= WORK INSTRUCTIONS =
Please count the lines below that hold the word "image" and give the count without any other text.

= EXERCISE INPUTS =
______
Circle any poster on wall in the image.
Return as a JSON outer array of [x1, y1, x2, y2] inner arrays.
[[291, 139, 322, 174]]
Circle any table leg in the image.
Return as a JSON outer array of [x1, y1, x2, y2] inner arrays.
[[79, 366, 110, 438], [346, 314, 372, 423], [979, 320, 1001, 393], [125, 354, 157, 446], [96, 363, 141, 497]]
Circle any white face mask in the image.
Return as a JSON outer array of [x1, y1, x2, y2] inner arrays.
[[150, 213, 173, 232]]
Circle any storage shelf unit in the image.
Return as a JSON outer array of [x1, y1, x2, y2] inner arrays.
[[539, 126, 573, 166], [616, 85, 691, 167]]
______
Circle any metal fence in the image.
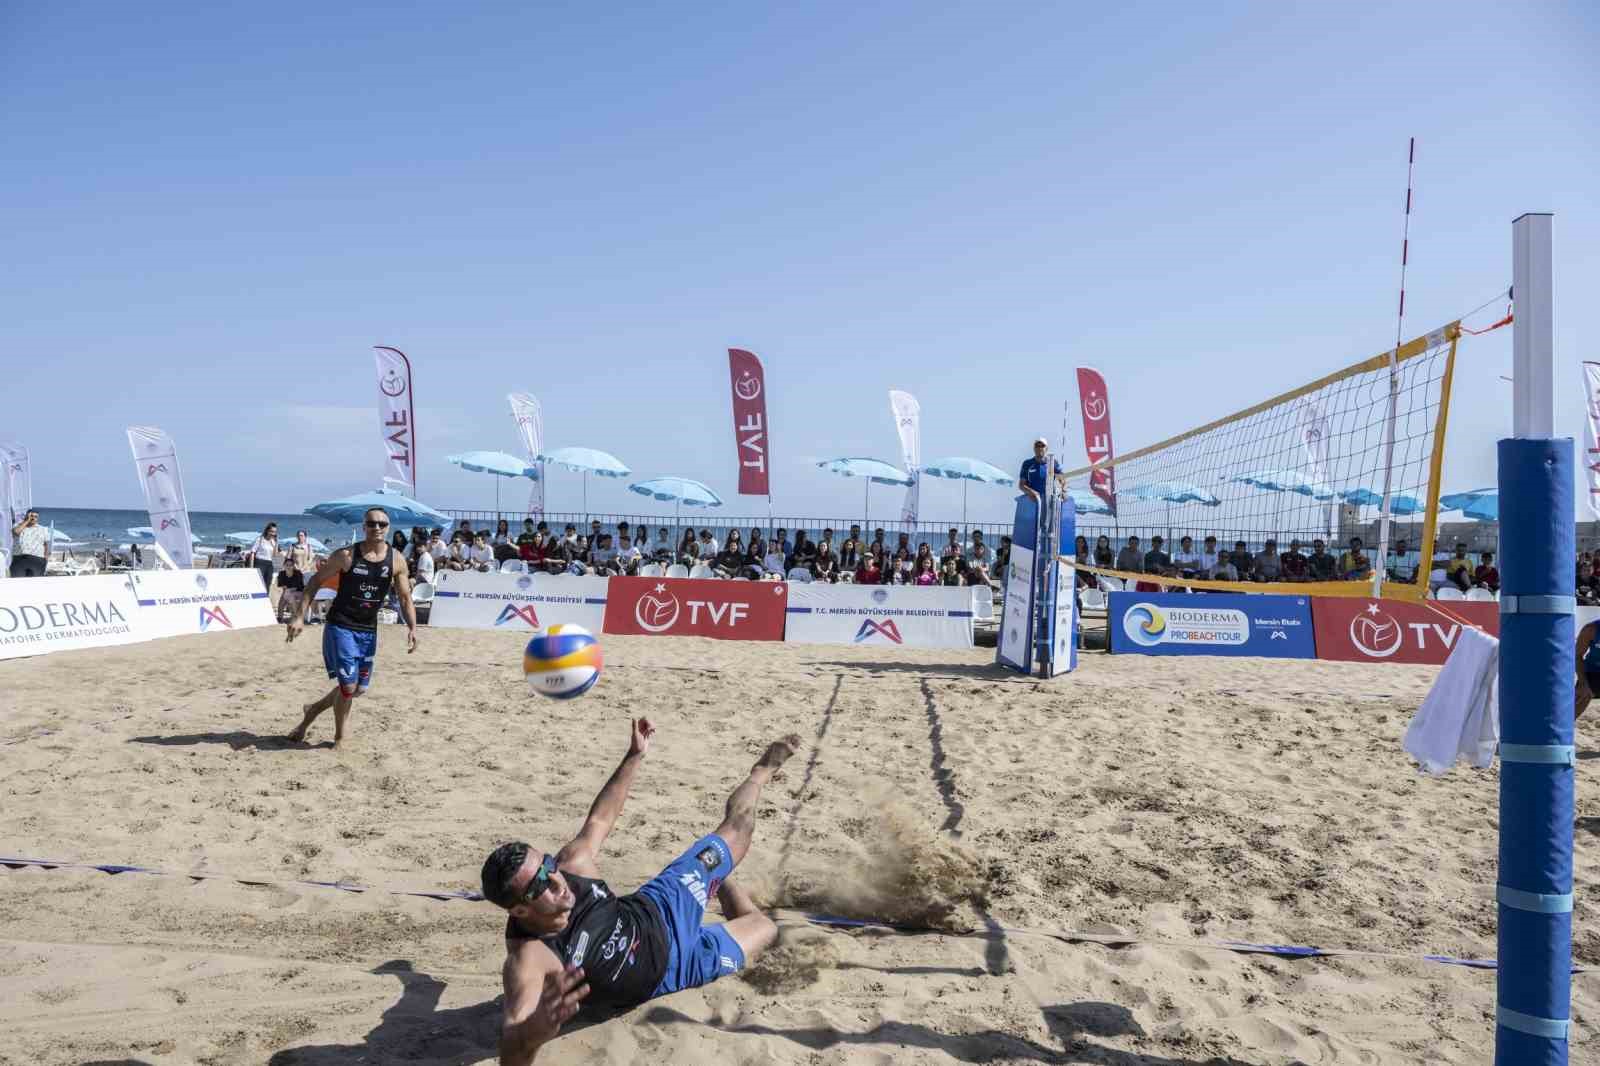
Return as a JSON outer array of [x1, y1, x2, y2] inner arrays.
______
= TASK OUTPUT =
5